• **Provided records**:
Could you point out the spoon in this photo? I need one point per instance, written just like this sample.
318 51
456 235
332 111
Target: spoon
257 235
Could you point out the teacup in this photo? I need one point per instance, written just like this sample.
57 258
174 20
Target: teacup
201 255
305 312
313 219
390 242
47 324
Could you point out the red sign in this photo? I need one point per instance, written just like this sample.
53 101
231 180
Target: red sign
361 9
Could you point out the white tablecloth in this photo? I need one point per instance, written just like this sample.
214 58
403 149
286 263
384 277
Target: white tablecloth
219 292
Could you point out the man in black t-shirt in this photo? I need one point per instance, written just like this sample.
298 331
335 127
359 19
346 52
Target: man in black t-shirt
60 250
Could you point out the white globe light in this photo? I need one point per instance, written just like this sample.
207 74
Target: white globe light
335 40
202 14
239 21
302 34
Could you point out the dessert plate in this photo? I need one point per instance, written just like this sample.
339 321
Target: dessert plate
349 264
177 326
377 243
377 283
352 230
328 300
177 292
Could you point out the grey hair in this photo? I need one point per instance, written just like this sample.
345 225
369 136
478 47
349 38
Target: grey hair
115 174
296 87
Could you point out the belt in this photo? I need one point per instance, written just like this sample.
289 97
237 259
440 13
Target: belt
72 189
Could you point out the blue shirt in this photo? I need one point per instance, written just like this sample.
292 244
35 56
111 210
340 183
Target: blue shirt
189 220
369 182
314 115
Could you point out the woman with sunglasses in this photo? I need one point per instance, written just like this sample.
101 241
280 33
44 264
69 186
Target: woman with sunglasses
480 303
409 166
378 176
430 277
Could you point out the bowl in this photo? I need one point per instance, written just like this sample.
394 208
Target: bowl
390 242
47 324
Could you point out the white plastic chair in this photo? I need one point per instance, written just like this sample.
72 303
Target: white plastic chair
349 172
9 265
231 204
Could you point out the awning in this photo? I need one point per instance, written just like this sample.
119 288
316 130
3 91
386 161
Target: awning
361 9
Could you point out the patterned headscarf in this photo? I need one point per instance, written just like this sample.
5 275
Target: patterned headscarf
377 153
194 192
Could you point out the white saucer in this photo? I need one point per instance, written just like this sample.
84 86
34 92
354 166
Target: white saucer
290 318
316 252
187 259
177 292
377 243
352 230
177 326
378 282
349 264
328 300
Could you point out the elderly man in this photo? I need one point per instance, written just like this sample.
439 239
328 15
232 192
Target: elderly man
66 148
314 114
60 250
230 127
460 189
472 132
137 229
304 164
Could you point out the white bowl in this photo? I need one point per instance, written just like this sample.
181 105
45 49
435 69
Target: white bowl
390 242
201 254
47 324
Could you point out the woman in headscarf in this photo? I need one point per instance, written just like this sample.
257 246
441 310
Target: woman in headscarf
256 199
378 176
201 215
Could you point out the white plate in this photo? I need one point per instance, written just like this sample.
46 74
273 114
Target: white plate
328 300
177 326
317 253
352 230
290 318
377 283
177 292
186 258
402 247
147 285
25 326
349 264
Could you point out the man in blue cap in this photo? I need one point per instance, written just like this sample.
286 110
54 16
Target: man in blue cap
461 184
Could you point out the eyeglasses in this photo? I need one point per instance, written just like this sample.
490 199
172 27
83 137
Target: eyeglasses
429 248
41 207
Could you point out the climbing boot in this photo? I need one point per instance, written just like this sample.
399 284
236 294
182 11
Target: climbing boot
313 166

• **Problem description**: Transcribe the data above in full, exactly.

• **Completed exercise**:
Could you point out the spoon in this photo? I need one point per instance, written just like this sample.
318 51
456 235
332 111
Target: spoon
257 235
Could you point out the teacup in this photo? I need one point per instance, written just like this sample.
57 258
174 20
Target: teacup
201 255
305 312
313 219
390 242
47 324
Could you point out the red sign in this photo? I need one point per instance, written just like this sample.
53 101
231 180
Target: red sign
361 9
Could you point out the white tablecloth in this photo? I need one point per instance, written just like this sample.
214 58
403 149
286 263
384 277
Target: white tablecloth
219 292
Could you point out the man in black t-shirt in this photo? I need one point per instance, written just like this sample.
298 331
335 127
359 19
346 52
Target: man in black t-shirt
60 250
Could you point out the white globe light in this photo? I need one point per instance, written just like this sample.
207 74
Target: white globe light
335 40
202 14
239 21
302 34
Could you point out the dessert plate in this photo? I need one point per instance, written just like this sample.
339 321
Target: dessert plate
349 264
177 326
377 243
377 283
352 230
328 300
177 292
Could you point out the grey hair in this photo? I need one point per instance, written just like this sample.
345 225
369 136
478 47
349 38
Target: grey hair
115 174
296 87
Could you point out the belt in this photo? I need one point per instance, written just like this sample.
289 97
237 259
440 13
Target: belt
72 189
Could you point out the blue shirt in this photo? I need one point per instance, written just like this sample.
292 244
35 56
111 210
340 183
Target: blue shirt
189 220
369 182
314 115
Could you point out the woman with sunglasses in this photo? I need one point per instance, written just like this sample.
101 241
280 33
44 264
69 186
Target: woman with sunglasses
480 303
409 166
378 176
430 277
Could you point out the bowl in this photo? I need one point per instance, written just like this sample.
394 208
Target: bowl
390 242
47 324
Could you point out the white plastic chair in this photo? I need one point per instance, written just like this sample.
72 303
Target: white plastic chair
349 172
9 265
231 204
Could you point out the awning in this photo? I need one point per instance, written just like this sample.
119 288
316 130
3 91
386 161
Target: awning
361 9
Could you point out the patterned headscarf in this photo? I need one point per instance, written just like this sample.
5 275
Target: patterned headscarf
377 153
194 192
Could you point out the white saucer in this photo? I need one point per instance, written just like this sample.
84 86
34 92
354 166
Target: white saucer
290 318
316 252
187 259
177 292
377 243
352 230
177 326
378 282
349 264
328 300
Could you point out the elderly man in this photo? I need one point per instance, written just like this sample.
439 239
328 15
232 192
Target: elderly man
66 148
314 114
60 250
230 127
460 189
472 132
137 229
304 164
Could you point out the white bowl in this photo? I need one point per instance, written just like this sample.
181 105
45 49
435 69
Target: white bowl
390 242
201 254
47 324
Could you point out the woman in headscarf in this photo? I need one point per instance, written just like this sample.
257 246
441 310
Target: woman in headscarf
256 199
378 176
201 215
Could you point out the white plate in this photo? I need one point per instance, written just like this sample.
46 74
273 114
Target: white plate
328 300
177 326
317 253
352 230
290 318
377 283
177 292
186 258
402 247
147 285
25 326
349 264
Could you point out the man in blue cap in this photo? I need one point per instance, written just like this sample.
286 110
54 16
Target: man in blue cap
461 184
Could you point out the eyeglasses in this photo? I need one point per instance, written just like this sample.
490 199
172 27
83 137
Target: eyeglasses
429 248
41 207
Could you point out the climbing boot in this photo? I need one point per instance, written just like this sample.
399 284
236 294
182 11
Target: climbing boot
313 166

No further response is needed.